=== Passage to read ===
========

Railway station in Jōetsu, Niigata Prefecture, Japan

Saigata Station (犀潟駅, Saigata-eki) is a railway station in the city of Jōetsu, Niigata, Japan.

== Lines ==
Saigata Station is served by the East Japan Railway Company (JR East) Shinetsu Main Line and is 7.1 kilometers from the terminus of the line at Naoetsu Station. It is also served by the Hokuetsu Express Hokuhoku Line and is 59.7 kilometers from the terminus of the line at .

== Station layout==
The station has one island platform and one side platform, connected by a footbridge.

========

=== Work instruction 1 ===
Turn the paragraph in the Saigata Station passage that begins "The station has one island platform" into a list.
=== Work instruction 2 ===
Resume the Saigata Station passage after its last sentence and continue it.

========

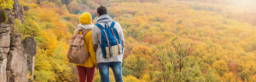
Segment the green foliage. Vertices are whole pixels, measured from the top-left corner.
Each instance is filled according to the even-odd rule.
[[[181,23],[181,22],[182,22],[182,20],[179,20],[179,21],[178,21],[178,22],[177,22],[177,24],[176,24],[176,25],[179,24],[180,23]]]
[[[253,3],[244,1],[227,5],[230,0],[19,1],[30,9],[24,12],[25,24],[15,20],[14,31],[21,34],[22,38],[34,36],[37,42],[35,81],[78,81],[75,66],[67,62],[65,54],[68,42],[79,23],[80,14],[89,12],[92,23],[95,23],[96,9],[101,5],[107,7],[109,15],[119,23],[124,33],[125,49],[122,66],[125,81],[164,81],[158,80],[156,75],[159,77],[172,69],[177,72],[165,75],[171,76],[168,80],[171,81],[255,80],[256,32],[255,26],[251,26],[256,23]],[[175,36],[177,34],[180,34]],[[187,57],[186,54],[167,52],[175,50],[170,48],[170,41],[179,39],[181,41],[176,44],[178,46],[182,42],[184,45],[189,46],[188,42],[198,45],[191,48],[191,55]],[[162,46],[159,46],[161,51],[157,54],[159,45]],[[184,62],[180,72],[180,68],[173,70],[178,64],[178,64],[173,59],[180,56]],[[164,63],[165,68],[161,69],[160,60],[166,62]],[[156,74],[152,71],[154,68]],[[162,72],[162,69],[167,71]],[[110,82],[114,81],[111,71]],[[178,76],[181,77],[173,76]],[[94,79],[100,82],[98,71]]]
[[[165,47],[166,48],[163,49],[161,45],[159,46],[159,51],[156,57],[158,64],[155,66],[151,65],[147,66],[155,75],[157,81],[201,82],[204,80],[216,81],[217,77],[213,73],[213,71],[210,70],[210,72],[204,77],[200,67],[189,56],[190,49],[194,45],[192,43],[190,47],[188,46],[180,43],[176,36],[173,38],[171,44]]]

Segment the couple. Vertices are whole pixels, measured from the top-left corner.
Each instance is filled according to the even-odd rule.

========

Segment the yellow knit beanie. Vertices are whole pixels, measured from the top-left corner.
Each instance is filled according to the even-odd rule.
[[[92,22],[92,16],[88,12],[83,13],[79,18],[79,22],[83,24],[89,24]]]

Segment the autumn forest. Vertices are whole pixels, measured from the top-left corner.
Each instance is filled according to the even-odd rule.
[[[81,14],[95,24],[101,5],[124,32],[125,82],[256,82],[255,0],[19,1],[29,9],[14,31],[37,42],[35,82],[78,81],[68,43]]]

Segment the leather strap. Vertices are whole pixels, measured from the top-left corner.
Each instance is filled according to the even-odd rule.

========

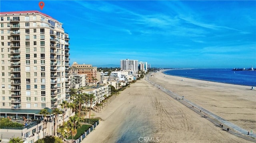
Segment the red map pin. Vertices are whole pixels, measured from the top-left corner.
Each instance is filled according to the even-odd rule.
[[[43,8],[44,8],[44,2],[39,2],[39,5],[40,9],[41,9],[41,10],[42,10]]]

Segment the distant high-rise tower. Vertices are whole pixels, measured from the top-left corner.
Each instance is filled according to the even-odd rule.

========

=== Response 1 ===
- One island platform
- One side platform
- A footbridge connecting the platforms

=== Response 2 ===
===Platforms===

| 1 | ■ Shinetsu Main Line | for Kashiwazaki, Nagaoka, and Niigata |
| 2 | ■ Hokuhoku Line | for Echigo-Yuzawa, Muikamachi, Tōkamachi, and Naoetsu |
| 3 | ■ Shinetsu Main Line | for Naoetsu, Arai, Myōkō-Kōgen, Toyono, and Nagano |

==History==
The station opened on 13 March 1897. With the privatization of Japanese National Railways (JNR) on 1 April 1987, the station came under the control of JR East.

==Passenger statistics==
In fiscal 2015, the station was used by an average of 700 passengers daily (boarding passengers only).